Every line of the data below should be written out word for word.
┌─ SOURCE INFORMATION
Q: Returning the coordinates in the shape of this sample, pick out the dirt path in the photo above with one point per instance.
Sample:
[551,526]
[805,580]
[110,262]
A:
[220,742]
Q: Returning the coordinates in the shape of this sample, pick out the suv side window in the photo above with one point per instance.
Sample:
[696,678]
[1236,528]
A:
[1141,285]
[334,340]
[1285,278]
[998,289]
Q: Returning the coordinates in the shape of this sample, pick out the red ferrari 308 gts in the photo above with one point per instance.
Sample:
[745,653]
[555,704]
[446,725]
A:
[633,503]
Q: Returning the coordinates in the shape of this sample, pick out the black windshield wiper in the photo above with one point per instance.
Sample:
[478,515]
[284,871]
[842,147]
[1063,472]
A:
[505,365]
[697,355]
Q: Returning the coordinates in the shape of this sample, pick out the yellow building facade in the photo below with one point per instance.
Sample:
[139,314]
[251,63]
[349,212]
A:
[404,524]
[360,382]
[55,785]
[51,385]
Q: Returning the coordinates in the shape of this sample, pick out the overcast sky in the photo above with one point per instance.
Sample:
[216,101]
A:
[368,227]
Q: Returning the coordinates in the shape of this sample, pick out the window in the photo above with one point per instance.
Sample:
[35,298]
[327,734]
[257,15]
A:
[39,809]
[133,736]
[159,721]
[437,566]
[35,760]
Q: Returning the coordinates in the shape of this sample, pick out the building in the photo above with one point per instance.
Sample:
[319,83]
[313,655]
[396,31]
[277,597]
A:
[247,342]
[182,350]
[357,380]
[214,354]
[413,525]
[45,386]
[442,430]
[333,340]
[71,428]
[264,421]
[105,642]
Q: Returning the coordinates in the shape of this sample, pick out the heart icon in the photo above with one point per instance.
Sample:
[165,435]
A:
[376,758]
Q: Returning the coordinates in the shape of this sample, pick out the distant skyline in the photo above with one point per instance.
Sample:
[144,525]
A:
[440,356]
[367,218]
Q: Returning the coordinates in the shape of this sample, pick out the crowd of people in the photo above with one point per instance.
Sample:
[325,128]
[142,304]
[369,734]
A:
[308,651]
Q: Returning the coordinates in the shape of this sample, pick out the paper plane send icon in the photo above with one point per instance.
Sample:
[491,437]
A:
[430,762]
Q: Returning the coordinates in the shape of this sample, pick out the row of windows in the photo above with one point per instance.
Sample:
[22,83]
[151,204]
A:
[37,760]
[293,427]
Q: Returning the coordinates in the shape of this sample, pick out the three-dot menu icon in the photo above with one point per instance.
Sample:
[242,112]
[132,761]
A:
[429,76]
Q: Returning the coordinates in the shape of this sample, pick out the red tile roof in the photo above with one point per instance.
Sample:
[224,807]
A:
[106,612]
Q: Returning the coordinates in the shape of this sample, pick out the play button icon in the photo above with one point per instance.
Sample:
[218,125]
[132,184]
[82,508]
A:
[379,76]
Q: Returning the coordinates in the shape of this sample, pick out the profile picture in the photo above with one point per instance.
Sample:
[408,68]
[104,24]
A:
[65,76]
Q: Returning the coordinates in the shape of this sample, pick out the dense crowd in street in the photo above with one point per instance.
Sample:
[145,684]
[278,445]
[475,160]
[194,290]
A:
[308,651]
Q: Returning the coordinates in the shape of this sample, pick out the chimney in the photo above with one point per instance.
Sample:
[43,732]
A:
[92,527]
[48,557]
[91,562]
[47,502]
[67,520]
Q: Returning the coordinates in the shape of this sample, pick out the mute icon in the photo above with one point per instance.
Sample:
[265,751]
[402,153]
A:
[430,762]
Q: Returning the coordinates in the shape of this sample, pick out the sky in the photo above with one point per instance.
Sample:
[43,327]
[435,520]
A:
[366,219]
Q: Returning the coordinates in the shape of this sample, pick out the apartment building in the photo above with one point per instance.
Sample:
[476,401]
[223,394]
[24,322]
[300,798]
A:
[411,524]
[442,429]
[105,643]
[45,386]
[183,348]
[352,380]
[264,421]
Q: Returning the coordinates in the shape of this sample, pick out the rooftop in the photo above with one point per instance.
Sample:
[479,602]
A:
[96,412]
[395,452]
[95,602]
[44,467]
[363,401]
└─
**ANSWER AREA:**
Q: Returning the coordinates in the shape of this sample, pick out the dirt path in the photo above with one point per instance.
Sample:
[551,526]
[805,580]
[110,262]
A:
[220,742]
Q: Returning the coordinates in the shape of this sample, pick out the suv side window in the photo above with one point per instance.
Sample:
[696,678]
[1236,528]
A:
[1141,285]
[334,340]
[1285,278]
[998,289]
Q: Returning the coordinates in the shape of this sample, pick out the red ferrari 308 gts in the photo above with one point per instance.
Sample:
[745,653]
[555,704]
[446,725]
A:
[633,503]
Q: Returning the coordinates in the shape of this sample, pick out the black windshield wiper in the photo above with one point per instance.
Sample:
[478,515]
[284,871]
[842,147]
[1063,472]
A:
[505,365]
[697,355]
Q: Returning the coordinates in the shape of this sample, pick out the yellow building facade in the photo below with one point per instance.
Sample:
[139,314]
[251,63]
[349,212]
A:
[404,524]
[360,382]
[55,785]
[51,385]
Q: Returning the coordinates in the shape of this sample, pick out the overcast sky in the photo above with one point per instance.
Sample:
[216,101]
A:
[368,227]
Q: Returning the coordinates in the shape of this sample, pick out the window in the photo above with one point per instance.
Sample:
[35,298]
[327,734]
[257,15]
A:
[39,809]
[133,736]
[159,721]
[437,566]
[35,760]
Q: Returning the coordinates in the shape of this sample, pick out the building in the photo above with one point per instance.
Sample:
[319,83]
[313,655]
[396,31]
[277,597]
A:
[247,342]
[182,350]
[357,380]
[214,354]
[413,525]
[45,386]
[442,430]
[333,340]
[71,428]
[264,421]
[105,642]
Q: Returning the coordinates in the shape of this sample, pick out the heart icon in the photo above with one point per instance.
Sample:
[165,435]
A:
[376,758]
Q: Returning the coordinates in the shape of this sample, pick out the distant skyline in the photo above with one point per instance.
Sample:
[144,525]
A:
[440,356]
[367,218]
Q: Returning the coordinates in the shape of this sample, pick out the crowd of people in the photo above with one point per instance.
Sample:
[325,128]
[142,304]
[369,734]
A:
[308,651]
Q: Returning the coordinates in the shape of this sample, pick out the paper plane send icon in the photo above with one point per instance.
Sample:
[491,437]
A:
[430,762]
Q: Returning the coordinates in the shape of this sample, pick out the row of windows in the photo above with one point per instance.
Sample:
[22,83]
[151,204]
A:
[37,760]
[293,427]
Q: Returning the coordinates in the shape of this sample, pick out the three-dot menu icon in the photo above with one point per instance.
Sample:
[242,112]
[132,761]
A:
[429,76]
Q: Returning the coordinates in the shape of this sample, pick out the red tile roof in the photo above with one point per instance.
Sample:
[224,807]
A:
[106,612]
Q: Returning the coordinates in the shape of this sample, pick out the play button icon in the photo above with one point per instance.
Sample:
[218,125]
[132,184]
[82,508]
A:
[379,76]
Q: Returning the coordinates in the shape of this sample, pick out the profile picture in the photo above with one point per instance.
Sample:
[408,68]
[104,24]
A:
[65,76]
Q: Returning the coordinates in the shape of this sample, pick out the dense crowd in street in the photo above with one point per instance.
Sample:
[145,684]
[278,445]
[475,160]
[194,290]
A:
[308,651]
Q: Returning the coordinates in the shape of this sample, pick out the chimney in the photo above with one point per instance.
Sample:
[43,732]
A:
[92,527]
[48,557]
[91,562]
[47,502]
[67,520]
Q: Returning the coordinates in the shape of this sample, pick out the mute icon in the photo above with one point per instance.
Sample:
[265,751]
[402,153]
A:
[430,762]
Q: Returning the coordinates in the shape of this sample, pick out the sky in the photo above with one point per instance.
Sample:
[43,327]
[435,520]
A:
[366,219]
Q: Returning the coordinates in the shape of this sample, pick out the apartment building in the photo above with one point per instance.
Sample:
[476,401]
[223,394]
[24,322]
[300,798]
A:
[411,524]
[442,429]
[105,643]
[45,386]
[183,348]
[352,380]
[264,421]
Q: Returning the coordinates in the shape of this sample, pick out the rooftop in the photo above with one point per instance.
Sample:
[479,602]
A:
[96,412]
[395,452]
[95,602]
[44,467]
[363,401]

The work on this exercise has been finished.